- **THE PROBLEM**
Please copy out every line of the listing below in which the word "lists" appears.

- **SUPPLIED MATERIAL**

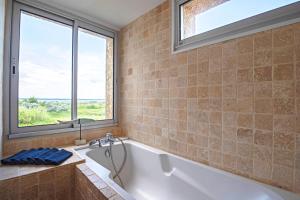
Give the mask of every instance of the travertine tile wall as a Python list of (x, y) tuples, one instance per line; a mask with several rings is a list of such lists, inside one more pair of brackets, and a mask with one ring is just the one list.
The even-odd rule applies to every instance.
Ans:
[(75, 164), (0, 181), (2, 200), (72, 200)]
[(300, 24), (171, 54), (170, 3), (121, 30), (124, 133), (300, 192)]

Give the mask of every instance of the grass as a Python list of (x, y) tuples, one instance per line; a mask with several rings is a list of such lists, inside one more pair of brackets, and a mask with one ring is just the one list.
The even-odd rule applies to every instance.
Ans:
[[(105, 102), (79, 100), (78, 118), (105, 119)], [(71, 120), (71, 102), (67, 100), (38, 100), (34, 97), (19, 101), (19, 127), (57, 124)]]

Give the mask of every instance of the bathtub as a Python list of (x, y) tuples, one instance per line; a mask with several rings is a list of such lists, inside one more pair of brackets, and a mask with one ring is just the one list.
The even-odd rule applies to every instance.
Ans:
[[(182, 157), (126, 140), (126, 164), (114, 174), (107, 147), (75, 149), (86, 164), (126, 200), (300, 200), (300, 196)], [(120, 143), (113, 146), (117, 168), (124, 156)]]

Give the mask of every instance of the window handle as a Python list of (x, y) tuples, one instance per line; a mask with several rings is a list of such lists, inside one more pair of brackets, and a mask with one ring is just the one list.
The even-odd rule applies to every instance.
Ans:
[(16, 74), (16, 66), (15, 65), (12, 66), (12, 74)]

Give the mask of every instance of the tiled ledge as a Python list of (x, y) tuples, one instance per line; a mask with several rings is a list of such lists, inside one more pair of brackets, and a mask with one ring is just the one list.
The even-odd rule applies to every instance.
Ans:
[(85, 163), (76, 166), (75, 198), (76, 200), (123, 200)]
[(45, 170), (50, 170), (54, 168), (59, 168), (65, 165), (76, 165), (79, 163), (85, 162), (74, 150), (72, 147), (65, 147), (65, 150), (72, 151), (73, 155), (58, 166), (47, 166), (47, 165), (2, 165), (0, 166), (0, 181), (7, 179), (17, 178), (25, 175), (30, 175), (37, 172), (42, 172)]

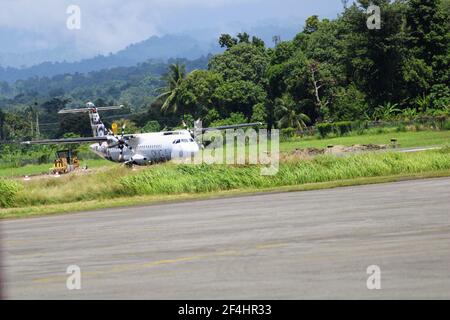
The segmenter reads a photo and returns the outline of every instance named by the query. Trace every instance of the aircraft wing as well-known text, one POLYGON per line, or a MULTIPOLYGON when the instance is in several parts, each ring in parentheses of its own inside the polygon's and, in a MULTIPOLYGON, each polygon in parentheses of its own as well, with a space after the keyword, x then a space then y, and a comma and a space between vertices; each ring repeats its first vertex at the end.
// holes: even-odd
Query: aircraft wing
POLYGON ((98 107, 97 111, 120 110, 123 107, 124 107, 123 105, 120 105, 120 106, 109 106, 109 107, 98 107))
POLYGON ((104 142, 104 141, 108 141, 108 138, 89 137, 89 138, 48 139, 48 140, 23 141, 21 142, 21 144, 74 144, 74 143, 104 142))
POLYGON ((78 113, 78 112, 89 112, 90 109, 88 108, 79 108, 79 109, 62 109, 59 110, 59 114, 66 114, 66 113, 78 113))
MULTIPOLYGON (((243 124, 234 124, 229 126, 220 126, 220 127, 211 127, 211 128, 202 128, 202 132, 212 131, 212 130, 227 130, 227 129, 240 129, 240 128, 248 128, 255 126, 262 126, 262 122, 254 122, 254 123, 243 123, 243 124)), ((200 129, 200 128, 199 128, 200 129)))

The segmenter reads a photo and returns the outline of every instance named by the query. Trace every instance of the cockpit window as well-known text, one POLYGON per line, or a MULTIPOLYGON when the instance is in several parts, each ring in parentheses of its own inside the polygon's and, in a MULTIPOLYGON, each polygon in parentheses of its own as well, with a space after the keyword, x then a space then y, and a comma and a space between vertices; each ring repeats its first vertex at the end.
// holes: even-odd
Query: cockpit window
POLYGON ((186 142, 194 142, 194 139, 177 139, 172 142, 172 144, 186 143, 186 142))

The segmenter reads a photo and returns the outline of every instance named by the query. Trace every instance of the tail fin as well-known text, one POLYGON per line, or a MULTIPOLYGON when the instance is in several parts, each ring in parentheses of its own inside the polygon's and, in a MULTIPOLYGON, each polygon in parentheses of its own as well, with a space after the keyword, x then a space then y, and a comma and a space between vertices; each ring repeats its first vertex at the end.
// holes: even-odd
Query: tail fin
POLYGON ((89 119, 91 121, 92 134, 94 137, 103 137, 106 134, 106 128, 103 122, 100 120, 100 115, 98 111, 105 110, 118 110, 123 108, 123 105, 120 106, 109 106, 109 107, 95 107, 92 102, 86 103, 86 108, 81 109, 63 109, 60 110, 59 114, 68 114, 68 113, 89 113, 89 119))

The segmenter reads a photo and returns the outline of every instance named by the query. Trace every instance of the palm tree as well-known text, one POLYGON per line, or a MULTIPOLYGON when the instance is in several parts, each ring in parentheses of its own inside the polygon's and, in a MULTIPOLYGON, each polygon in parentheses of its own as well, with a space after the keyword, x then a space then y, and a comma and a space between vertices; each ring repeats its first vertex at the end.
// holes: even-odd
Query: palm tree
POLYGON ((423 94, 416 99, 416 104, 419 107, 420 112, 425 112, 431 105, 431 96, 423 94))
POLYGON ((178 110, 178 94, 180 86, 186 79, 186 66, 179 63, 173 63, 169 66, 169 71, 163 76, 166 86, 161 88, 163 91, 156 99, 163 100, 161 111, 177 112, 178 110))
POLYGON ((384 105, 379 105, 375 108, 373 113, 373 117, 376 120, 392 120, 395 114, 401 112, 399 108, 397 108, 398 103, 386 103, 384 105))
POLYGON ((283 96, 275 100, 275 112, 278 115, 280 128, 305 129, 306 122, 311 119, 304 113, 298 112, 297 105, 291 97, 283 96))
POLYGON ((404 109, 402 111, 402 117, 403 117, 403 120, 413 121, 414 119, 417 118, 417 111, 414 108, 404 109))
--
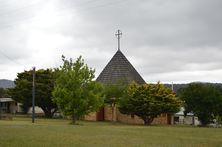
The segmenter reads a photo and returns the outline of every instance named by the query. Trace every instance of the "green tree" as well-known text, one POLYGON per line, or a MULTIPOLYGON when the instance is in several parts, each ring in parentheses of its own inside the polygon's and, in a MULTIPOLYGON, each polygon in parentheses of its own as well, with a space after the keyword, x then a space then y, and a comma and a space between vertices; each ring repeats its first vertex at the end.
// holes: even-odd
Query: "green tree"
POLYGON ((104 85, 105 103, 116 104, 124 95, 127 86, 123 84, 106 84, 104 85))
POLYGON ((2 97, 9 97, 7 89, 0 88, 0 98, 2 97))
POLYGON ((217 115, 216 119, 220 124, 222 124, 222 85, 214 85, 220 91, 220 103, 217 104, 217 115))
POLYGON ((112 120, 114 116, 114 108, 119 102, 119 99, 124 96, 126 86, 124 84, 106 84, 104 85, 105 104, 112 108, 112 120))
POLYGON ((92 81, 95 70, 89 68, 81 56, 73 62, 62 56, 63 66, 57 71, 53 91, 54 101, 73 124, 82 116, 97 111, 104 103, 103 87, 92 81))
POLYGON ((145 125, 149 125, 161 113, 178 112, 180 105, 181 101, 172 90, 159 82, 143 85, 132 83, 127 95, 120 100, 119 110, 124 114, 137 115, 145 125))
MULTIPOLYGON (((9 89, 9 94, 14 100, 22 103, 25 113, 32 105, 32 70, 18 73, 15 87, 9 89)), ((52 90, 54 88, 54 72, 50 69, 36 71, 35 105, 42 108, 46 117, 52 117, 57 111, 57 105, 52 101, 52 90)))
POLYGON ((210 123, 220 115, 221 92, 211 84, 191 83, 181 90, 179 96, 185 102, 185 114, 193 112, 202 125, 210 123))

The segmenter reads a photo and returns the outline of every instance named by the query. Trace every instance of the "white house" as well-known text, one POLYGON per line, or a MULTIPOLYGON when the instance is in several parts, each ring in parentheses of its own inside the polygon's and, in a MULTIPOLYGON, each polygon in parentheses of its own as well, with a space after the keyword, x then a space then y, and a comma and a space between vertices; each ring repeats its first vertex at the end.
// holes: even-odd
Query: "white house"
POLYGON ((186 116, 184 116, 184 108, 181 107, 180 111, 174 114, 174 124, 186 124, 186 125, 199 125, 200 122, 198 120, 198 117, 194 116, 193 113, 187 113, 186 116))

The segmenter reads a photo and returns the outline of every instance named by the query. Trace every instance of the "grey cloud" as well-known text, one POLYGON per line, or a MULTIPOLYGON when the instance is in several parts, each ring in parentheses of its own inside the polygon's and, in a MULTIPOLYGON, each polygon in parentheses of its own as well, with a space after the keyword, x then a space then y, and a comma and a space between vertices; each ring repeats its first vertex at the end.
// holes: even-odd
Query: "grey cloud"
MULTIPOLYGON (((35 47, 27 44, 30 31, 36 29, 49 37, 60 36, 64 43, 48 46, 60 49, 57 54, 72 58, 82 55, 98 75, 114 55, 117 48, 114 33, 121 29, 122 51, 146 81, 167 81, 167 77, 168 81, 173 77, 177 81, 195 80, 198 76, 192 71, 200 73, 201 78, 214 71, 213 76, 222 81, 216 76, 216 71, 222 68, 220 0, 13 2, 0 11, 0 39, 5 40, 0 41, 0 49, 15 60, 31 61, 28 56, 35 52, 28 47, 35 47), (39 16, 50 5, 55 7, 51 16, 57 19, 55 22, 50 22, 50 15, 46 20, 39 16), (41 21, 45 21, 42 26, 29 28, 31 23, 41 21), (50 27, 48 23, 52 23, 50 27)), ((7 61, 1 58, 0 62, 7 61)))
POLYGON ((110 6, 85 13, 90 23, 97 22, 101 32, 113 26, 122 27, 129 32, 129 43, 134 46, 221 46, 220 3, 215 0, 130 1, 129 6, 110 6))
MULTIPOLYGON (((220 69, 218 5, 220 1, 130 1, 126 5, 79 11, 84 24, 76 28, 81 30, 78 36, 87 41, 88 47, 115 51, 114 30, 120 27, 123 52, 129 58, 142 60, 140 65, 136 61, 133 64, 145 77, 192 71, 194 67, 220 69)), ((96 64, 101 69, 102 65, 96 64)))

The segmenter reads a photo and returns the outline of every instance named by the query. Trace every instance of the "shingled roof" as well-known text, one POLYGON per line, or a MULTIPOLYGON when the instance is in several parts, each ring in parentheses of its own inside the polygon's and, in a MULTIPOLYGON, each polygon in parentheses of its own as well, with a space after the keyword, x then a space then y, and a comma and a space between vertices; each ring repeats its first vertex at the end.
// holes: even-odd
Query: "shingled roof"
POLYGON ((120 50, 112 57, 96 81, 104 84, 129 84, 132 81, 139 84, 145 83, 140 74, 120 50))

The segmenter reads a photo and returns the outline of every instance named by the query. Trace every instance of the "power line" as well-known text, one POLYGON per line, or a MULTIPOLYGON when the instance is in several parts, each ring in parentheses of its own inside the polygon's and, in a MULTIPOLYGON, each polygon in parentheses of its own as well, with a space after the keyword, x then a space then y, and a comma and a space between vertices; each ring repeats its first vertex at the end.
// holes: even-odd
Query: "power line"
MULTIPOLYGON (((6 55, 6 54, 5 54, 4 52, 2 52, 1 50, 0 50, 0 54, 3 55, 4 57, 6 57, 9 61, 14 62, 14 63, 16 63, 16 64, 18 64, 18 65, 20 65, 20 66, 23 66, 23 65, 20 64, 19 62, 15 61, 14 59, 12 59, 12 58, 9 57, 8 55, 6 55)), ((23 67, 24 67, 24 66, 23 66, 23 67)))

- **ANSWER SPACE**
Give the mask of every instance of the travertine tile wall as a Python list of (x, y) tuples, one instance per line; a mask with several rings is a list of such lists, inside one more pair of brackets, and a mask with one ring is just the one list.
Give the mask of every instance of the grass as a Python list of (x, y) tuples, one instance per line; a mask with several rings is a list of such lists, inside one more pair of brackets, and a mask with one ring is just the one list.
Give the mask of every instance of the bathtub as a Python list of (x, y) tuples, one instance per line; a mask with several rings is a list of such lists, inside one more pair of brackets, and a mask with one ring is just the one list.
Give the mask of every instance of the window handle as a Python list of (x, y) tuples, one instance per line; a mask with several rings is a list of such lists, inside one more pair of brackets, and a mask with one ring is just the one list.
Give the mask of every instance of the tiled ledge as a Python list of (x, y) tuples, one instance per line; a mask with several rings is a list of such lists, inside one more pair of brackets, and a mask with one ring is just the one list.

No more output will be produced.